Material provided
-=-=-
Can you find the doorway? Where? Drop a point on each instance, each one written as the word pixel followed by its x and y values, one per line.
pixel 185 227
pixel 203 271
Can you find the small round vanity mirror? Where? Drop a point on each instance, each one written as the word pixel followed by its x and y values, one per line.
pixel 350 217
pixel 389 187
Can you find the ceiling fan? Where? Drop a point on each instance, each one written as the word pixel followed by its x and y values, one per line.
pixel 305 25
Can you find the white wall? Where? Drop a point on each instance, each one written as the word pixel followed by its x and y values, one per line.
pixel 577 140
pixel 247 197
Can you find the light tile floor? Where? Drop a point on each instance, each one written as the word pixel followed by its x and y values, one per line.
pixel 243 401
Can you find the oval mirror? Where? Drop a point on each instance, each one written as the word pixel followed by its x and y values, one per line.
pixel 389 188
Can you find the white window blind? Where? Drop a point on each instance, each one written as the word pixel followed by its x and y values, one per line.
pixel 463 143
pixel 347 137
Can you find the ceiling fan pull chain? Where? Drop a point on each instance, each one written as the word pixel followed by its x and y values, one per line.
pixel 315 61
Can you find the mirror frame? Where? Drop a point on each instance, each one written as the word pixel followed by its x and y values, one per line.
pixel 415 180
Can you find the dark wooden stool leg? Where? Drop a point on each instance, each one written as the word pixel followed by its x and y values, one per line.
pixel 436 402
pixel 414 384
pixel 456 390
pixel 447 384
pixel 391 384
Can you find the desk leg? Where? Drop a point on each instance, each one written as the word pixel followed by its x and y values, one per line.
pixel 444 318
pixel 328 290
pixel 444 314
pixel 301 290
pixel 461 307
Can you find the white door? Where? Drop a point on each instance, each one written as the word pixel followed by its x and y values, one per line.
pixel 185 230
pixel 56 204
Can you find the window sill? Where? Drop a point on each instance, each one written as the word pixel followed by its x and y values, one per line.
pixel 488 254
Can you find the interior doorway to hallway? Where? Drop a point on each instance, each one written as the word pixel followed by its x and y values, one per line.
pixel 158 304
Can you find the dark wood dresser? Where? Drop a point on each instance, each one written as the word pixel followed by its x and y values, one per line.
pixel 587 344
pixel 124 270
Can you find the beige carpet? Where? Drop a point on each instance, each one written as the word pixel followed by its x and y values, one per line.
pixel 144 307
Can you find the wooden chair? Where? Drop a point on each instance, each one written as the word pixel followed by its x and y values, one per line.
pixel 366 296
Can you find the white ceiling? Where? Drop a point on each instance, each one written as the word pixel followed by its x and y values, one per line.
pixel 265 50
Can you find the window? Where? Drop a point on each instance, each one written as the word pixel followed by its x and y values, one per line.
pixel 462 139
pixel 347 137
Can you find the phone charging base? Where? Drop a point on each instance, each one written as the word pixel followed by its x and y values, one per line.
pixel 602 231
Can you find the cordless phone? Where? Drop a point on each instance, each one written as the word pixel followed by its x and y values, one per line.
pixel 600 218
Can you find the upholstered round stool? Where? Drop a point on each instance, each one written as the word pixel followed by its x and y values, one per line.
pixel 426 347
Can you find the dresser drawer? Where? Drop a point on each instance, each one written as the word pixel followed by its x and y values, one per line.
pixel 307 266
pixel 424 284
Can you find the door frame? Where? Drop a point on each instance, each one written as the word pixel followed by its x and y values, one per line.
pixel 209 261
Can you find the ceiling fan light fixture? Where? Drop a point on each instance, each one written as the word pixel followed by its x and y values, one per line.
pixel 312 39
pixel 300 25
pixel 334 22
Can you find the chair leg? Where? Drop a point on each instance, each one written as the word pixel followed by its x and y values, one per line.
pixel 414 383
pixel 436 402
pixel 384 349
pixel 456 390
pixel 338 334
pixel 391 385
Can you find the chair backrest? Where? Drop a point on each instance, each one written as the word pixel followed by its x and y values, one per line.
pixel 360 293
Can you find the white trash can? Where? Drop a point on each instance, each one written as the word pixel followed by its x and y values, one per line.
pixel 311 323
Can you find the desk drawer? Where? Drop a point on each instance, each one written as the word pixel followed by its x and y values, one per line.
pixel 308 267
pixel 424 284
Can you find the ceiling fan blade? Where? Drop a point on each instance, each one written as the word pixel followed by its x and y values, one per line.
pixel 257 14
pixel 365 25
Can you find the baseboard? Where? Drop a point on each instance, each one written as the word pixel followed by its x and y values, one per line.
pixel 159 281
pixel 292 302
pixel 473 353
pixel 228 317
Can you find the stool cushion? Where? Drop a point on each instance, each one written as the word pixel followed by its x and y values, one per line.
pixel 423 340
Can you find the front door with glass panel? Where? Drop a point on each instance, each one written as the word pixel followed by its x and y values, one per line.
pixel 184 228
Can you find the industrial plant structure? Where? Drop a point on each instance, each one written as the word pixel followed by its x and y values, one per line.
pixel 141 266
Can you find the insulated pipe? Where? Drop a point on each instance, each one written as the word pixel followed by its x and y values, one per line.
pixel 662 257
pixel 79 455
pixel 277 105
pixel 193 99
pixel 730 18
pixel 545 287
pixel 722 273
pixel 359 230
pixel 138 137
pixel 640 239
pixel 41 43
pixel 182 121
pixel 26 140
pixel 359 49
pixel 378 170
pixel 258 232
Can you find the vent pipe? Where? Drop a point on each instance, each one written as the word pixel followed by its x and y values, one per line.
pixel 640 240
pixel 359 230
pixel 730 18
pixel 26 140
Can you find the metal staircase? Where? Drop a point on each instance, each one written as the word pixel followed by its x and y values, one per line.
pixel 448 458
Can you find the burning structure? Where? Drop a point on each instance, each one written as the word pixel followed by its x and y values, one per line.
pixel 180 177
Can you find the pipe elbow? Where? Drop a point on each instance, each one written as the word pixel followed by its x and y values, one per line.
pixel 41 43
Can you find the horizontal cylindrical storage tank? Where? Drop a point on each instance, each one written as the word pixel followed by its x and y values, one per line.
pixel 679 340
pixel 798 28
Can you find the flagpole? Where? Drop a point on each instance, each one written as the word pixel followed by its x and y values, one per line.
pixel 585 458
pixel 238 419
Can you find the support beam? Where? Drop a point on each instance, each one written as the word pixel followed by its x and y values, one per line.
-=-=-
Brief
From the line containing "Can you find the metal" down to the last line, reproduce the records exactly. Include both ends.

Response
Can you find the metal staircase? Where? Drop a point on each instance, each one written as the word pixel followed by its x and y values, one per line.
pixel 448 458
Can you find the burning structure? Where? Drop a point on each instance, each one written as the word pixel followed by its x and y values, one per line.
pixel 180 177
Can you find the pipe elbow? Where? Drop a point on each instance, each one written as the word pixel followed by its x and y values, one per line.
pixel 41 43
Can you find the horizontal cylindrical storage tank? Where? Drop a point on each instance, each one written as the word pixel followed by its x and y values, one per line.
pixel 679 340
pixel 798 28
Can you find the flagpole? Where? Drop a point on each instance, each one written as the word pixel followed by its x and y values, one per line.
pixel 585 458
pixel 238 419
Can you find the support beam? Where? Drop a point on each instance, each one written as the word pixel followed by its x and y values, one per line.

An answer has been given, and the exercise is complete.